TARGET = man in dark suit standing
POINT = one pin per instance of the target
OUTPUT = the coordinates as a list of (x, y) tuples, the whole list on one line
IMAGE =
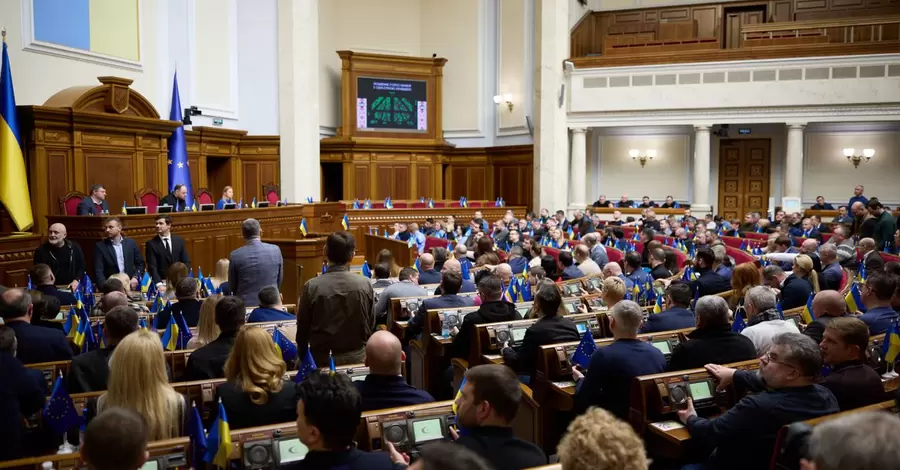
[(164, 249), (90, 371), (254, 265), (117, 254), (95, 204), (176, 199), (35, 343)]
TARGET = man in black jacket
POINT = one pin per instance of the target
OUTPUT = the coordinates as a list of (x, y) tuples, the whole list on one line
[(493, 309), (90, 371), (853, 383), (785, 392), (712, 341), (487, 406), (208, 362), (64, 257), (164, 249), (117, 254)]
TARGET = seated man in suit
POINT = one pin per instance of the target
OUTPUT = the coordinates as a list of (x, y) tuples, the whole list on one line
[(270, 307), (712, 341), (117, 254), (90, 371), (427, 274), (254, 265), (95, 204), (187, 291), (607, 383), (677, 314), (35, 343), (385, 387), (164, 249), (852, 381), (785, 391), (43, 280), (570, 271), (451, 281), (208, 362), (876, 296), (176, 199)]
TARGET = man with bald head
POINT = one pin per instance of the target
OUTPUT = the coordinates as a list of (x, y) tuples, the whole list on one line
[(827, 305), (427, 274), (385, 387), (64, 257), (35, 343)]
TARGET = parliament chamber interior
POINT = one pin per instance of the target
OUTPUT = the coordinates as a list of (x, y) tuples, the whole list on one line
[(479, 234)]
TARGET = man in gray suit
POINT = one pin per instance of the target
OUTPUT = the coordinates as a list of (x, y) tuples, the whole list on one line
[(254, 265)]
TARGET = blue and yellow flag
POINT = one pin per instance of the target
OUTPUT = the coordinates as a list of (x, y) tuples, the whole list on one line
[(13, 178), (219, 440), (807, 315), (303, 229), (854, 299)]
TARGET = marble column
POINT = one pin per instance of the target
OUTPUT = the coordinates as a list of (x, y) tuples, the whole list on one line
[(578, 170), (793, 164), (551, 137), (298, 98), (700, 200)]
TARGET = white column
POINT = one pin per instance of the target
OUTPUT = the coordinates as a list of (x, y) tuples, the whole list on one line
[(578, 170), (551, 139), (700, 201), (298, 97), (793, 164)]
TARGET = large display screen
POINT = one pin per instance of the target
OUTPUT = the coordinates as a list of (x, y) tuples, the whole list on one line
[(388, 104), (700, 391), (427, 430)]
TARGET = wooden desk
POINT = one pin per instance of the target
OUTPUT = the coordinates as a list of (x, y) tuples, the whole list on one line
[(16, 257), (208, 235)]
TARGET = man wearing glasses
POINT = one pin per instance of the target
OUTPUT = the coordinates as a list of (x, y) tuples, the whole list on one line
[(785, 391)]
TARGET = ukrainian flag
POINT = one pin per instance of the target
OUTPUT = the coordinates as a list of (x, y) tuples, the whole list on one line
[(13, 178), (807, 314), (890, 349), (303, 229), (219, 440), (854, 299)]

☆ ☆ ☆ ☆ ☆

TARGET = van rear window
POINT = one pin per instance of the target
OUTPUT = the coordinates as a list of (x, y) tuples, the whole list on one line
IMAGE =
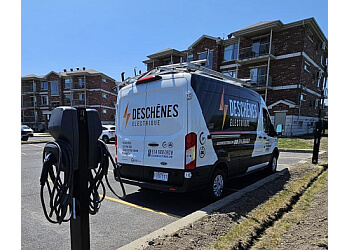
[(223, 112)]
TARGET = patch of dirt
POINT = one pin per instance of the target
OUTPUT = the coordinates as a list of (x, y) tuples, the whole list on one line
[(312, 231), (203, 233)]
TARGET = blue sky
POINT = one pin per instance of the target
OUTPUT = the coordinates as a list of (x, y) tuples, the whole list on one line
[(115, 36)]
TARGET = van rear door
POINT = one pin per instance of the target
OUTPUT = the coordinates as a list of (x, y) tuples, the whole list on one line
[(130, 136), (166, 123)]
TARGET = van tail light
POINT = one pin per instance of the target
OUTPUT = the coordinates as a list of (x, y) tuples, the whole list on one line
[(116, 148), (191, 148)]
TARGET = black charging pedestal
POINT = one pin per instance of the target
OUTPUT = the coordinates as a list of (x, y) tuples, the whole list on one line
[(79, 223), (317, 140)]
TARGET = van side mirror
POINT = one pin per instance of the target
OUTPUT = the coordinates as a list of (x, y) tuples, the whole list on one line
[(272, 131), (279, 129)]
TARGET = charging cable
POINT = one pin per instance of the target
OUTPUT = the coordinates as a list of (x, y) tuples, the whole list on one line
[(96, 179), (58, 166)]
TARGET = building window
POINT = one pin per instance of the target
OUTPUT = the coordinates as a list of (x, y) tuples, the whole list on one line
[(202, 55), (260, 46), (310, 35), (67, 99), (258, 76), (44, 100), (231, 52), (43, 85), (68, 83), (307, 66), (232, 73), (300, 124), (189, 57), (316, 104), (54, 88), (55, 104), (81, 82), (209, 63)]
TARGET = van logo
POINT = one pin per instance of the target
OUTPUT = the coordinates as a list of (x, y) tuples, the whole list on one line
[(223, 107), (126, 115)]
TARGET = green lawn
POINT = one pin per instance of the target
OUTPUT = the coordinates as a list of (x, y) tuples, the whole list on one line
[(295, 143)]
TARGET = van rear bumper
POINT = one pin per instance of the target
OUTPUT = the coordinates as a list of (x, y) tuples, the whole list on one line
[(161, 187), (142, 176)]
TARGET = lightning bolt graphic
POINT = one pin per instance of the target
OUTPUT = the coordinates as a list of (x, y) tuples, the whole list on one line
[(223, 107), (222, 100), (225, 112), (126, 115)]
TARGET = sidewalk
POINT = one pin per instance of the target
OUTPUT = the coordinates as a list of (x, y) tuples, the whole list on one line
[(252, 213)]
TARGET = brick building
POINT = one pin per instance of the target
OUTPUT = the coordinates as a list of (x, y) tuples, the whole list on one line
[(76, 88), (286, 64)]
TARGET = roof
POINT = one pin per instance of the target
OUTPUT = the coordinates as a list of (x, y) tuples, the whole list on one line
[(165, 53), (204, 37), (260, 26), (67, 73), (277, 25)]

☆ ☆ ☆ ☆ ☆

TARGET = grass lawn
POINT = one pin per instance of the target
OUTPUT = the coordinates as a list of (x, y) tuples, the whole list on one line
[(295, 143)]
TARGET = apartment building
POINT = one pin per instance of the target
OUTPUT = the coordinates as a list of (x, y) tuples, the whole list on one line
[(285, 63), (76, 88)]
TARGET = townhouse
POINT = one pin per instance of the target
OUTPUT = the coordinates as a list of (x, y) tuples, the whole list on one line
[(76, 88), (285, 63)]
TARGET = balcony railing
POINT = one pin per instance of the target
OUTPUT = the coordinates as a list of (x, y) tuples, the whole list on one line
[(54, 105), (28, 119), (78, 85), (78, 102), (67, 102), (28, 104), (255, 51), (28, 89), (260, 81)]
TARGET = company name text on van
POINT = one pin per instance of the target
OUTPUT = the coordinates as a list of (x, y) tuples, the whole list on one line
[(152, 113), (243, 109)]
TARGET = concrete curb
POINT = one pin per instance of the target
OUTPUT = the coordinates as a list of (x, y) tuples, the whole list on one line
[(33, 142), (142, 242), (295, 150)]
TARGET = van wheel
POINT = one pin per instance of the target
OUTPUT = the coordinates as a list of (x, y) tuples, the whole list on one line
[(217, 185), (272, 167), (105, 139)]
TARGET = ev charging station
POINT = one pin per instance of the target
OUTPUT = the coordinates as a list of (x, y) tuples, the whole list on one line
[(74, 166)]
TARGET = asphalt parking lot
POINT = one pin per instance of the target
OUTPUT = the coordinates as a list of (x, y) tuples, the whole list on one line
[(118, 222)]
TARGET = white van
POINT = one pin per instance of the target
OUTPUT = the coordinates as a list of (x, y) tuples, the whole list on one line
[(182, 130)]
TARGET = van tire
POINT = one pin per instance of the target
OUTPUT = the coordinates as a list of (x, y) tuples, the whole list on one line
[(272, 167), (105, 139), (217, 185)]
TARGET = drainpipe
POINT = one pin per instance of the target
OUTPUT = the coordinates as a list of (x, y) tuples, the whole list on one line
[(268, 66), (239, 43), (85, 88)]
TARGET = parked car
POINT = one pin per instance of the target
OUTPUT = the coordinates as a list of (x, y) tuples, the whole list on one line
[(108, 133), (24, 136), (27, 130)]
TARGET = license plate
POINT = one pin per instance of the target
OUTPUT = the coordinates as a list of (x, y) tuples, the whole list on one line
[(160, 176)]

☆ ☆ ☆ ☆ ☆

— Instructions for the task —
Sift through the material above and copy the lines that contain the word "rear".

— Result for this task —
TARGET = van rear window
TARGET = van rear door
TARGET = van rear bumper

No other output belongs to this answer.